In the records below, start with the line containing "of the scaly" and copy every line through the end of the records, requests and all. Add 131 to each number in the answer coordinates, leaving the sample coordinates in the requests as they are.

(Excerpts of location labeling data)

● ● ●

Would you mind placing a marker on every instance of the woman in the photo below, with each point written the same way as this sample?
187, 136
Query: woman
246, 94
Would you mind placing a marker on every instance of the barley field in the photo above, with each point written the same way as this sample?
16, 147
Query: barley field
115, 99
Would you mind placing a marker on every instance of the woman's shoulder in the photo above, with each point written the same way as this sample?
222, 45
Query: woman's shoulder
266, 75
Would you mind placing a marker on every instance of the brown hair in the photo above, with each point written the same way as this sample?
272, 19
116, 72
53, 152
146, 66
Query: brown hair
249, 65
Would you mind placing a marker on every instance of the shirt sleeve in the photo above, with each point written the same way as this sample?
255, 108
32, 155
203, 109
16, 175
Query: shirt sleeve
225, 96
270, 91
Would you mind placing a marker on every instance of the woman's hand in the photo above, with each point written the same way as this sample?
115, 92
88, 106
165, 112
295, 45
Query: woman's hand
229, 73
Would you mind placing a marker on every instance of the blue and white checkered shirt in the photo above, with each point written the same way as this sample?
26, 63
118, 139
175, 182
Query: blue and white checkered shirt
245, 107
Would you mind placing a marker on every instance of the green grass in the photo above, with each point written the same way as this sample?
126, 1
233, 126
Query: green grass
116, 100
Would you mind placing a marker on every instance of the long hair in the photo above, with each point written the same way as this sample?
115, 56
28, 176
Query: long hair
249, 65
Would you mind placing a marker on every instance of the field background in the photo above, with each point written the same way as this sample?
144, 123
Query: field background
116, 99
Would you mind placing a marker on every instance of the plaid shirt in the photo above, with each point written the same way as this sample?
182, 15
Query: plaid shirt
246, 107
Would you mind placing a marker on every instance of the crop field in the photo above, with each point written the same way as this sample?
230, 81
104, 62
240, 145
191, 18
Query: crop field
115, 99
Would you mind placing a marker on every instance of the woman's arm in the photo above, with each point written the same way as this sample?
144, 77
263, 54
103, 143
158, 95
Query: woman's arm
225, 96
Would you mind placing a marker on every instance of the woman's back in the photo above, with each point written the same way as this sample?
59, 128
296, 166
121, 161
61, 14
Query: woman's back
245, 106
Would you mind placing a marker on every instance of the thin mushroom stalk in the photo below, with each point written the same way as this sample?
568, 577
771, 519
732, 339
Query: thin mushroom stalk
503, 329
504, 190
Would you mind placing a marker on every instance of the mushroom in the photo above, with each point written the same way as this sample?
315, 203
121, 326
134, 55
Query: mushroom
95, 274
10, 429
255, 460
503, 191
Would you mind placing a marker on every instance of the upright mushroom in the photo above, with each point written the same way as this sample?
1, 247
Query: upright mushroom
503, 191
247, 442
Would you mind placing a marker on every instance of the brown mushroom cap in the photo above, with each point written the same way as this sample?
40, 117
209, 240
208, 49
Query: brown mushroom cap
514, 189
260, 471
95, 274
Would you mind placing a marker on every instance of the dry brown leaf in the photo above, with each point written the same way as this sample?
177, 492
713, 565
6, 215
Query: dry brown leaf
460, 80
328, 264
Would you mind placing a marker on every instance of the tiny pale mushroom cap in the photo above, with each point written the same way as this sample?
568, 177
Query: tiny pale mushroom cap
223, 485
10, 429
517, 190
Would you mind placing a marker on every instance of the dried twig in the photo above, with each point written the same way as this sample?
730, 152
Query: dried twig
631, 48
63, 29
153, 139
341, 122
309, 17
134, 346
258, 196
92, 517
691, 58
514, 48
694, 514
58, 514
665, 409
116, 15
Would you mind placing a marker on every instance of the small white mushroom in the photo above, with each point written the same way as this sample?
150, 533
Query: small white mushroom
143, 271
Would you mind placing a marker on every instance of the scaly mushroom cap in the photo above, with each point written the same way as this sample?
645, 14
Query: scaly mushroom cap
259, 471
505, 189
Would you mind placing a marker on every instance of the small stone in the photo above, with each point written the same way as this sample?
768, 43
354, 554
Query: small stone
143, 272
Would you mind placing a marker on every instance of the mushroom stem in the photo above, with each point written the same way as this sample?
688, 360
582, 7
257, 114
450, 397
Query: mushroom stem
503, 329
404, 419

● ● ●

* _Response to this exercise_:
Would you mind placing a marker on every instance of the scaly mushroom cap in the photo above, with each point written the same way as this sample?
645, 14
Query: scaly mushroom cap
390, 602
636, 320
Would you mind placing a marker on every instance of the small stone in the photo above, with each point written the same way as this sample?
768, 43
354, 554
Query: small stone
274, 403
Would you mind placing a marker on every instance of the mushroom stem in the photo above, with each point written the same way as this sample?
688, 360
582, 7
257, 114
450, 397
Query: mushroom stem
634, 460
535, 550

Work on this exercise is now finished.